▸ **Given request**
In the interview excerpt, at which university is Ahmet Öner Gezgin currently Dean of the Faculty of Fine Arts?

Ahmet Öner Gezgin, who brought the experimental photography approach to Turkish photography, is one of the leading artists in his field. He has served as the Deputy Rector at the Mimar Sinan University of Fine Arts, Dean of the Department of Fine Arts and Chairman of the Department of Photography at the same university. Having adopted the principle of forcing freedom and limits in photographic expression, the artist is currently serving as the Dean of the Faculty of Fine Arts at Işık University.  While discussing what kind of innovations have been made regarding art education in Turkey, we also talked about photography, which is our main concern. I hope you will enjoy this read.


E.SEKMEN: In the past, when art education was mentioned only Mimar Sinan University of Fine Arts (Academy of Fine Arts) came to mind. Today, the situation has changed. With the opening of private schools, the ways are paved for creating polyphony in art education. Adnan Çoker, who likened the academy to an orangery, said that artists were taken under protection at the academy. What do you think about this?

(Segmentation labeling records)

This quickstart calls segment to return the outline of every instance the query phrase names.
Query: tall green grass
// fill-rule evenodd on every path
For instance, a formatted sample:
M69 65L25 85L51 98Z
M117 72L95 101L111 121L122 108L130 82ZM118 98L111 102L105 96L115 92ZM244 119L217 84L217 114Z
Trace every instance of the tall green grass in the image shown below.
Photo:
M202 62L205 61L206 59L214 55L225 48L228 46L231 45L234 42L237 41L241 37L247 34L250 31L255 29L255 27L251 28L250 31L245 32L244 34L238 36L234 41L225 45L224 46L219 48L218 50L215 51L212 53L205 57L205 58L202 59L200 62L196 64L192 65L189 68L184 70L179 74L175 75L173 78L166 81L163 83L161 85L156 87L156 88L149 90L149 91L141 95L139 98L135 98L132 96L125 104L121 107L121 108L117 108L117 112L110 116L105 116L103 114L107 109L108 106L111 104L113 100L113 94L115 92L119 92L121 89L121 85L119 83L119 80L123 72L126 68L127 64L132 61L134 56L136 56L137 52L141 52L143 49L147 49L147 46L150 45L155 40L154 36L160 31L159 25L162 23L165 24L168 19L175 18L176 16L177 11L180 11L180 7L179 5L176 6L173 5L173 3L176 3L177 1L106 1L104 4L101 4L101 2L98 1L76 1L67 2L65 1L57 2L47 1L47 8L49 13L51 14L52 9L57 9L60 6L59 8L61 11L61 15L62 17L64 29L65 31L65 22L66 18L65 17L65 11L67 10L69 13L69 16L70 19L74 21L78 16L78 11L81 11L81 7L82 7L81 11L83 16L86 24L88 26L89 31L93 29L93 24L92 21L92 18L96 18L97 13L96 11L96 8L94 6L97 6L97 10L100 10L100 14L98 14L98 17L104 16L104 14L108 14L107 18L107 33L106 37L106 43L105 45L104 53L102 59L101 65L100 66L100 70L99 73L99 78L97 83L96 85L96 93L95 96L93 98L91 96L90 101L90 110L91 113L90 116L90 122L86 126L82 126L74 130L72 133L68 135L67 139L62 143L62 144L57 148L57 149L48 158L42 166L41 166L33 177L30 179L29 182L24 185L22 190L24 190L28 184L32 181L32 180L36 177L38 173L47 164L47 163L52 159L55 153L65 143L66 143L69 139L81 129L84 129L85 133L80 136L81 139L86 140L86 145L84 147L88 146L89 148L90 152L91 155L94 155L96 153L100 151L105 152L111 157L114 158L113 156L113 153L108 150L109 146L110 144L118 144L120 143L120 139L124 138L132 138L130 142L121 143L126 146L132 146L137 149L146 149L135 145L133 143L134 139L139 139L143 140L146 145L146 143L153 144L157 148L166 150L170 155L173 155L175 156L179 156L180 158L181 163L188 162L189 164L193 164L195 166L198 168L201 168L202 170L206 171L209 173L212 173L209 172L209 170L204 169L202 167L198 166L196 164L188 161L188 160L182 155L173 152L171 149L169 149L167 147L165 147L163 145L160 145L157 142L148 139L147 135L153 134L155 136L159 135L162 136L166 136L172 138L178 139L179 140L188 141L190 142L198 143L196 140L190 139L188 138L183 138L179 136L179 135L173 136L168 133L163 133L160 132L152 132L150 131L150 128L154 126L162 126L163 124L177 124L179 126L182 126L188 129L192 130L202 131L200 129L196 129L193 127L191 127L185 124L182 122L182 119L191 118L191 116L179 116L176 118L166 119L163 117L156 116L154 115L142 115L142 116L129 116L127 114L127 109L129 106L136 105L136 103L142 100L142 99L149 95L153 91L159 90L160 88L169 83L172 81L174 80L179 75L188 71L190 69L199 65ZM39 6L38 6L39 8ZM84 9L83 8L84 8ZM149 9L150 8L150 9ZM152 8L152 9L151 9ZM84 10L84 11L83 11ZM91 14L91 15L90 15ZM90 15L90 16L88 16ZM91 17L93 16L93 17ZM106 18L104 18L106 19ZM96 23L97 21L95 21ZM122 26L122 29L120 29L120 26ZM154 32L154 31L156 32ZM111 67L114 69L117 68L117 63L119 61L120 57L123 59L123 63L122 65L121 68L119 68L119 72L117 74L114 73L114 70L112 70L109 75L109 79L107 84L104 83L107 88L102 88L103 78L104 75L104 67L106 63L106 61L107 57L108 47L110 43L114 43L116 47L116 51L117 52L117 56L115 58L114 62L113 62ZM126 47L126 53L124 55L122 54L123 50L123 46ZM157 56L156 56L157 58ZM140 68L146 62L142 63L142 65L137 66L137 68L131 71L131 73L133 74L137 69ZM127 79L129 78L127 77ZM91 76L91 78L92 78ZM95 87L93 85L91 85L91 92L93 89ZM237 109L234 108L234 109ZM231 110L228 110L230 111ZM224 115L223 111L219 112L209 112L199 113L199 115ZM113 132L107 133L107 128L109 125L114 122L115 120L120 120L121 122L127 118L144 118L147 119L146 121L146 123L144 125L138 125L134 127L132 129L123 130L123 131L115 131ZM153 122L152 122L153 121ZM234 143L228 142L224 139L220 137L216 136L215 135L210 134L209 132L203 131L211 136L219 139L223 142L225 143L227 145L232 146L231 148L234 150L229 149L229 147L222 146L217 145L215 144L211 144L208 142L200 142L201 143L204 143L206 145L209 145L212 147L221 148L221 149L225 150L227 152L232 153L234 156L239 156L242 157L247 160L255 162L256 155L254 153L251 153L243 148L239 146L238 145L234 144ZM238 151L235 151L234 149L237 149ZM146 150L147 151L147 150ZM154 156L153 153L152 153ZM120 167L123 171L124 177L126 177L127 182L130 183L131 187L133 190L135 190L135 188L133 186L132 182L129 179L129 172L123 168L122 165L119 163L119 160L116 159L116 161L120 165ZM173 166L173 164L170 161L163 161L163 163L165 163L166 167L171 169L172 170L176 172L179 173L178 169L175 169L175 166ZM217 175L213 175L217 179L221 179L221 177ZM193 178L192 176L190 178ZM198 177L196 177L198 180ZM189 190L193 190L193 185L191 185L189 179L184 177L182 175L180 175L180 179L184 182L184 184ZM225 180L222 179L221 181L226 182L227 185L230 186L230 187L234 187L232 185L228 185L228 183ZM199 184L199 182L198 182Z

▸ **The completed task**
Işık University.